‘Hi, Mom. I love you’: US man kidnapped as child in Pinochet’s Chile reunited with family
A man who was kidnapped as a newborn in Chile four decades ago and raised in the US by a family who had no idea says he is grappling with a range of emotions after getting to meet his biological mother for the first time.
“Nothing compares – it was a clash of feelings for me,” 42-year-old Jimmy Lippert Thyden told the Guardian after USA Today this week documented his emotional reunion with his birth mom, María Angélica González. “It was a clash of feelings for me – happiness over all of them, [but] I was hurt by the time lost.
“It was incredibly painful to think someone would hurt her in such a deep way.”
As he and USA Today tell it, after González gave birth to Thyden, a nurse claimed the baby arrived prematurely and needed to be put in an incubator. The nurse soon shared a heartbreaking update with the new mom: her baby had died.
But that wasn’t true, both Thyden and González have since learned. Actually, a family from Arlington, Virginia, had adopted Thyden without realizing he had been deceptively taken away from his mother.
Thyden was raised as one of three siblings in a loving, two-parent household. Thyden knew he was born in Chile as he grew up to serve with the US marines for 19 years and established himself as a criminal defense attorney. But he and his adopted family believed he had no living relatives left in the South American nation which was ruled by dictator Augusto Pinochet’s brutal regime from 1973 to 1990.
“For 40 years, that was my story,” Thyden wrote on his Facebook page.
Yet that all began to change in April, when he read a USA Today news article about a California man who had learned he was stolen from his mother in Chile and then illicitly adopted out to a US couple.
The outlet reported that human rights groups believe more than 20,000 babies were snatched away from mostly low-income mothers in Chile and then put up to be adopted by people in foreign countries who paid what they believed were legitimate fees – yet who had been lied to about the babies’ circumstances. Midwives, doctors, social workers, nuns, priests and judges all had roles in the plot, which was financially lucrative for its participants as well as Pinochet’s government.

__________

#### EXERCISE A:
Can you edit the article on Jimmy Lippert Thyden's reunion from "Thyden was raised" to "his Facebook page." so that "criminal defense attorney" is replaced with "public defender"?
#### EXERCISE B:
Could you continue the article on Jimmy Lippert Thyden's reunion from where it stops?

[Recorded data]
__________

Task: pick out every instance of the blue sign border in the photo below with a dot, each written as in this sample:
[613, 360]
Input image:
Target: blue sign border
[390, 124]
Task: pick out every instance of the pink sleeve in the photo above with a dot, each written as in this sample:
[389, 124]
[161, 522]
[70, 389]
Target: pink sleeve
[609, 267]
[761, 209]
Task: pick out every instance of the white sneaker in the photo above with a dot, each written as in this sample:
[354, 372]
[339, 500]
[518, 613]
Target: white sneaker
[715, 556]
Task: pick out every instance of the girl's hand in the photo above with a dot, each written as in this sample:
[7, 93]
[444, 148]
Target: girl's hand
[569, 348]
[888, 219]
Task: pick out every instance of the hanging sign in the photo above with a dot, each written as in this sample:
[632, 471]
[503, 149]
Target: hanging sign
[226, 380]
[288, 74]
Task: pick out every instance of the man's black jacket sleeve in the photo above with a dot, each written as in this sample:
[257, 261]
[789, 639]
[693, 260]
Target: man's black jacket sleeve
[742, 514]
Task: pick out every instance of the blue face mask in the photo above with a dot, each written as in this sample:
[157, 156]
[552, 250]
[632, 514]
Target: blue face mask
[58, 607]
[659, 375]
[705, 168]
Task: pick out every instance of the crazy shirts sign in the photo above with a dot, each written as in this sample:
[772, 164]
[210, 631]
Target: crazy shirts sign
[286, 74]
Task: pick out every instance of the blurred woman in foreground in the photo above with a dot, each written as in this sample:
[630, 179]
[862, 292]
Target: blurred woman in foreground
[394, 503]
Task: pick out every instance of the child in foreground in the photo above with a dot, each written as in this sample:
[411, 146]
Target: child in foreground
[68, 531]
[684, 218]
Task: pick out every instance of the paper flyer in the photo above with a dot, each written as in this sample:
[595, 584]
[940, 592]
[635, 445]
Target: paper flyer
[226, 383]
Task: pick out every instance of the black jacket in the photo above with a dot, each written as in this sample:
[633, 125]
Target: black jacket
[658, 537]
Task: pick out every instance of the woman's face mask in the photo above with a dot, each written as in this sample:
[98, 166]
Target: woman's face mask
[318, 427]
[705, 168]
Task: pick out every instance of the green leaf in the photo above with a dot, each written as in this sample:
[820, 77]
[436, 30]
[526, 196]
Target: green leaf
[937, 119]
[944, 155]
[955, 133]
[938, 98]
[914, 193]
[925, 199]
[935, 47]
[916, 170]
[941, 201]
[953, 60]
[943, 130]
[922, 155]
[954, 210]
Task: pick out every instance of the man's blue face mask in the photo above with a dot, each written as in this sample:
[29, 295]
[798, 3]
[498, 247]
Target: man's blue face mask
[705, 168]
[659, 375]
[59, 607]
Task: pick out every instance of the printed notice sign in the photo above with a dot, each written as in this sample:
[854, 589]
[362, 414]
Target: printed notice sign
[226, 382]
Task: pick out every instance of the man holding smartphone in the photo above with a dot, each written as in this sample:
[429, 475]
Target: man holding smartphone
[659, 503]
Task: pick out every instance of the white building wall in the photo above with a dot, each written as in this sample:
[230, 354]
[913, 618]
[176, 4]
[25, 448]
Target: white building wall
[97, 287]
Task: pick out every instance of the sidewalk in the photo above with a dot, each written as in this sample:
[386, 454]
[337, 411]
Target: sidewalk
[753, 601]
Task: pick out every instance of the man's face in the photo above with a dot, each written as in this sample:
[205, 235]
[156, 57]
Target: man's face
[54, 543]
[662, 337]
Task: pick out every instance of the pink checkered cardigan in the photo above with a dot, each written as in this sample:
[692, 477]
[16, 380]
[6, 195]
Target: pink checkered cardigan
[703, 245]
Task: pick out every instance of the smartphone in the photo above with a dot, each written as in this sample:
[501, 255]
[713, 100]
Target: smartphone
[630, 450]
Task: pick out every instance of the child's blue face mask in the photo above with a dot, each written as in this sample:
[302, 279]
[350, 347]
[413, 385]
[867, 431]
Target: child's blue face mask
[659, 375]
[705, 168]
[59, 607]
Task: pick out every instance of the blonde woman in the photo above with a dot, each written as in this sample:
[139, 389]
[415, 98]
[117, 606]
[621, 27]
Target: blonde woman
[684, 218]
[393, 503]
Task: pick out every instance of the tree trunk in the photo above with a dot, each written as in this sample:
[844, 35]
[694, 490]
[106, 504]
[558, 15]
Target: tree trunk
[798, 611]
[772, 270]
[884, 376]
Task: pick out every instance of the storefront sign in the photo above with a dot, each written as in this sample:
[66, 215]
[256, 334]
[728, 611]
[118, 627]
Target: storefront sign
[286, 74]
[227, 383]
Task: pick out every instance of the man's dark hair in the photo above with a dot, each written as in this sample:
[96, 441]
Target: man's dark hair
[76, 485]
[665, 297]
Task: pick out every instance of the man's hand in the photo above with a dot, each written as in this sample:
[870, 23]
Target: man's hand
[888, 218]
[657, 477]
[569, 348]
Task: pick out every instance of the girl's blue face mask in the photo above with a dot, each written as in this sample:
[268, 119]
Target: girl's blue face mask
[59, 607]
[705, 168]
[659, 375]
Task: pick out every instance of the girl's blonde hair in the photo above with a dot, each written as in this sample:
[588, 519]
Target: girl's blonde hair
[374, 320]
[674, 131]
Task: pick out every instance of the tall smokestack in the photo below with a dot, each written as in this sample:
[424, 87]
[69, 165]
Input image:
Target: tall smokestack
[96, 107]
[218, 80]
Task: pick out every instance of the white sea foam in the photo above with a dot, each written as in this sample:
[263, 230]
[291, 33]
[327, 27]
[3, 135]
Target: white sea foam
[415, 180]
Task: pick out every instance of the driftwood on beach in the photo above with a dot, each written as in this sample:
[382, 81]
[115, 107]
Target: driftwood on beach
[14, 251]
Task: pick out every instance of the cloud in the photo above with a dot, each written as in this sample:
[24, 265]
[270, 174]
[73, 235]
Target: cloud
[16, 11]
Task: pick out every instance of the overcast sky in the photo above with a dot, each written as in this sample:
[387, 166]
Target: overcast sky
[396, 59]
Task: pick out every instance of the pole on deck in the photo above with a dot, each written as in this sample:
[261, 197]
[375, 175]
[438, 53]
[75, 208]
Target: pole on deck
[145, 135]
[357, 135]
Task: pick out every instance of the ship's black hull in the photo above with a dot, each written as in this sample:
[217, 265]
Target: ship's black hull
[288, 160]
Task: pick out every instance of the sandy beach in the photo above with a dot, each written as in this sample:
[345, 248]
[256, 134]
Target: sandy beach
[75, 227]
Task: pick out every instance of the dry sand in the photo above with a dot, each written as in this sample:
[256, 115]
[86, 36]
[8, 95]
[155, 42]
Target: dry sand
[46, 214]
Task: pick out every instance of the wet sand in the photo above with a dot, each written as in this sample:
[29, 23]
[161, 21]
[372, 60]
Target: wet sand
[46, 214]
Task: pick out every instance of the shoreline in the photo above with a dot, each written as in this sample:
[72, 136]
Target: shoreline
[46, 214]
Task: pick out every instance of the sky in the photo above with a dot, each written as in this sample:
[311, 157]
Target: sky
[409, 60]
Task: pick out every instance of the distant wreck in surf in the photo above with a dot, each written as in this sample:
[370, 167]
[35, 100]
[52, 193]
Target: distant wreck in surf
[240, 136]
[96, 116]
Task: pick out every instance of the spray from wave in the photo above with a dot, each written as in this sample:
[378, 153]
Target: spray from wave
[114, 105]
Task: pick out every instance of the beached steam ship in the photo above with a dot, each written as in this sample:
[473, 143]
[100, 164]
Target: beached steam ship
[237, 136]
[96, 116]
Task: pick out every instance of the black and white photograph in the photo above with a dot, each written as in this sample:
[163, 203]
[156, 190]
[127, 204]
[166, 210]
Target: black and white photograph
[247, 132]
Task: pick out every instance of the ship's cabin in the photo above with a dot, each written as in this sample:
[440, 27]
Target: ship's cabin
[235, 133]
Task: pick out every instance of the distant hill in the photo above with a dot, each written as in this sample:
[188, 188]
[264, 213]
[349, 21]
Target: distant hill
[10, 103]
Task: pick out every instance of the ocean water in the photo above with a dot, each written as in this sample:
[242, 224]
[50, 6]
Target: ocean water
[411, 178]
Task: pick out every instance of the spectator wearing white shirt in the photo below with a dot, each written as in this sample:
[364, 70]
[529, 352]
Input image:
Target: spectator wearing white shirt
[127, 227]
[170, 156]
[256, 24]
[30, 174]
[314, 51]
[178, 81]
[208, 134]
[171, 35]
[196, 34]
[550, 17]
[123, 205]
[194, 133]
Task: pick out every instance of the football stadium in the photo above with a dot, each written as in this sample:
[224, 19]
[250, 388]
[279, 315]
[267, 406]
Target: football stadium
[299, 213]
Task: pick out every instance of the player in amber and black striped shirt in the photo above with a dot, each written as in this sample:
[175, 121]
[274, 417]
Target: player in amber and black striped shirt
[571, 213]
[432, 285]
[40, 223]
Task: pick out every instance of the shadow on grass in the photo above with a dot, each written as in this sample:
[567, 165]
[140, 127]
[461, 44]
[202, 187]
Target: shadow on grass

__________

#### WRITTEN RESPONSE A:
Thyden was raised as one of three siblings in a loving, two-parent household. Thyden knew he was born in Chile as he grew up to serve with the US marines for 19 years and established himself as a public defender. But he and his adopted family believed he had no living relatives left in the South American nation which was ruled by dictator Augusto Pinochet’s brutal regime from 1973 to 1990.
“For 40 years, that was my story,” Thyden wrote on his Facebook page.

#### WRITTEN RESPONSE B:
Reporters for the Chilean investigative news agency Ciper exposed the practice in 2014, according to USA Today. Nine years later, Thyden was stunned by the realization that he could have been one of those victimized by what essentially was a human trafficking operation.
Over the next several weeks, Thyden made contact with an organization named Nos Buscamos, which means “we look for each other” in Spanish. The group’s volunteers use DNA tests donated by the genealogy platform MyHeritage to reunite families who were separated by Pinochet.
The results of the at-home DNA kit along with the efforts from Nos Buscamos volunteers then uncovered the truth for Thyden.
He indeed had family remaining in Chile, including his biological mother, González, who lives in Valdivia. He also had four biological brothers and a sister.
Events since have been a blur. Most notably, on 17 August, after traveling to Chile, Thyden walked up to González’s front door and embraced her as they both wept.
The son greeted his mom with: “Hola, Mamá… Te amomucho.” Hi, Mom. I love you so much.
According to USA Today, González described meeting Thyden as “a miracle from God”. She added: “When I learned that he was alive, I couldn’t believe it.”
Thyden remained in Valdivia on Wednesday when he spoke to the Guardian. His relatives there sang him feliz cumpleaños–happy birthday – as he popped 42 balloons representing each year they had been apart.
He said he has walked his mother’s neighborhood and seen the market he would have shopped at as well as the streets he would have traversed had things gone differently.
He was grateful that his adopted family gave him “every opportunity” to thrive in the US. “They … spared me nothing,” said Thyden, who lives in Ashburn,
Virginia, with his wife and two daughters. “I had a loving home, opportunities, strong values and a great education.”
But absorbing the sights and sounds of Valdivia drove home “what was lost”, he said.
“To know [González] is to know she is a loving and caring person,” Thyden remarked. “It becomes very real.
“We feel as though we have fit in all along – like a missing puzzle piece now found but meant to fit all along.”
As Thyden comes to terms with the last several months, he plans to count on a support network of 40 adoptees with stories that are similar to his. He was among six people who discovered their pasts because of a USA Today’s reporting in April, according to the outlet.
Thyden told USA Today he would like to see the Chilean government pay for counseling for the babies trafficked under Pinochet’s regime.
He added that he would also like to see the government prosecute any people who knowingly had a hand in the illegal adoptions and are still living. And he urged Chile to do everything possible to identify and reunite separated families, including by covering travel costs.
“We will tell these stories,” Thyden said, “until all the children are found or all the families are reunited.”